## Available records
+-------+

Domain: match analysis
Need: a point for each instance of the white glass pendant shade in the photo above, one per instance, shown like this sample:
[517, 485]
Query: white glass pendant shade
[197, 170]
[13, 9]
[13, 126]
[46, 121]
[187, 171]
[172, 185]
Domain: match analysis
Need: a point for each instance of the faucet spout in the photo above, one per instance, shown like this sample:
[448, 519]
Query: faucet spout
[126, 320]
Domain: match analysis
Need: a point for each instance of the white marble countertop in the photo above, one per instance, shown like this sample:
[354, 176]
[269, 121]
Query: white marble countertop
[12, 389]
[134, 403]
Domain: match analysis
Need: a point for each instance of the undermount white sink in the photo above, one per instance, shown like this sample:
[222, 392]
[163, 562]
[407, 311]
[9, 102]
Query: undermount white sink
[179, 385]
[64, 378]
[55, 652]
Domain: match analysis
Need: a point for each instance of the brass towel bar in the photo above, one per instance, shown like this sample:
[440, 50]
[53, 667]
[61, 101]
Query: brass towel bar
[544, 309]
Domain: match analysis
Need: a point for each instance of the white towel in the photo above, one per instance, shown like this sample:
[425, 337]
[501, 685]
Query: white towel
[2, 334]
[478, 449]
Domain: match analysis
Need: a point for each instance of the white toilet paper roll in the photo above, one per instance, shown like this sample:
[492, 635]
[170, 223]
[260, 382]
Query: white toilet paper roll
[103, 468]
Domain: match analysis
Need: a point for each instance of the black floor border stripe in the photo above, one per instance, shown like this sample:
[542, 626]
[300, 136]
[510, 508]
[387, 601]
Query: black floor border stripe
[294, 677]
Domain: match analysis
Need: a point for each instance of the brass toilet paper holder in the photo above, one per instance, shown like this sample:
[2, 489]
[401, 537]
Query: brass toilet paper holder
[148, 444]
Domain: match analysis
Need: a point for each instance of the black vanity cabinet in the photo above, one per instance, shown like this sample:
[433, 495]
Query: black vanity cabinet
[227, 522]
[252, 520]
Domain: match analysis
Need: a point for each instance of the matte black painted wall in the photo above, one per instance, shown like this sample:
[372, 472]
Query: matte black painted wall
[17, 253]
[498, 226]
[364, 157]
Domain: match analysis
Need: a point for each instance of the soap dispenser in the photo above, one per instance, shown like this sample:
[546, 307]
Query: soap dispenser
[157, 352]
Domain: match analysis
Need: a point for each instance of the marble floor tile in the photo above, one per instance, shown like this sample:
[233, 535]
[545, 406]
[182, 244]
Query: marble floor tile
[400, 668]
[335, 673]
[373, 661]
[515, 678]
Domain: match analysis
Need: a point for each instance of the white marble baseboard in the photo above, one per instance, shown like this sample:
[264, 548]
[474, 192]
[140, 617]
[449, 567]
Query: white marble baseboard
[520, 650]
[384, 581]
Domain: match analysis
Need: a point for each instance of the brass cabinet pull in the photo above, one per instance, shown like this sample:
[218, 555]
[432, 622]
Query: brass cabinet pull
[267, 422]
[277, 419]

+-------+

## Your goal
Write out every record verbatim.

## Solution for this problem
Domain: match analysis
Need: a point for each instance of the white glass pendant shade in the photo above, one per instance, shown like this sample:
[517, 485]
Query: white glass pendant shade
[197, 170]
[13, 9]
[13, 126]
[46, 121]
[187, 171]
[172, 185]
Domain: match analysis
Need: a point for each instance of the faucet spout in the photo above, one per instance, shown like this sample:
[448, 519]
Query: faucet spout
[126, 320]
Domain: match analysis
Need: a point for each instance of the white marble countertop in the photo above, one per instance, shown like this sample:
[354, 176]
[269, 121]
Query: white marble countertop
[12, 389]
[134, 403]
Domain: match analysis
Need: a point for each instance of the undermount white sink in the photo above, one per instance, shown like this sample:
[222, 392]
[163, 562]
[407, 311]
[9, 102]
Query: undermount white sink
[179, 385]
[64, 378]
[55, 652]
Domain: match analysis
Need: a point for each instance of the brass towel bar in the photo above, one per instance, shown like this sample:
[440, 50]
[53, 667]
[61, 101]
Query: brass towel bar
[544, 309]
Domain: match analysis
Need: a point for each instance of the white towel in the photo above, one per instance, shown like this sample:
[425, 337]
[501, 685]
Query: white towel
[2, 334]
[478, 449]
Domain: match analysis
Need: a point for each instance of the white toilet paper roll in the photo above, one per instance, shown like this sample:
[492, 635]
[170, 223]
[260, 382]
Query: white toilet paper roll
[103, 468]
Domain: match analysis
Need: a point for each instance of the black floor border stripe in the photo above, one per instance, shown like this sample:
[542, 626]
[300, 136]
[510, 508]
[387, 601]
Query: black floor border stripe
[294, 677]
Domain: match analysis
Need: a point for each instance of the brass toilet paper holder in the photo above, one per instance, shown like this sample:
[2, 489]
[401, 537]
Query: brass toilet paper holder
[148, 444]
Domain: match analysis
Need: a point for each instance of the black vanity cabinet in the photo above, one per instance, shown like this sample:
[433, 495]
Query: black vanity cabinet
[227, 522]
[252, 520]
Domain: match analysis
Need: a point for each instance of the matte black painted wall in the photo above, one per instance, shown like this sample:
[372, 472]
Query: matte black painted wall
[17, 253]
[498, 226]
[364, 157]
Domain: match analysis
Need: a point for each instance of the soap dispenser in the photo above, one per instance, shown like this sample:
[546, 307]
Query: soap dispenser
[157, 352]
Domain: match analysis
Need: a point for each instance of the marble floor tile in the photo above, one per instance, shown like this sample:
[233, 535]
[545, 406]
[182, 244]
Query: marble floor tile
[400, 668]
[335, 673]
[373, 661]
[515, 678]
Domain: match analysis
Need: a point for each instance of the white marble baseboard in the photo above, one per instance, shown like this sample:
[264, 548]
[474, 192]
[140, 617]
[449, 567]
Query: white marble baseboard
[520, 650]
[384, 581]
Domain: match analysis
Need: a point for each instance of the brass cabinet pull in the photo above, one per instance, shown like this sample:
[218, 555]
[432, 622]
Query: brass cabinet pull
[267, 422]
[277, 419]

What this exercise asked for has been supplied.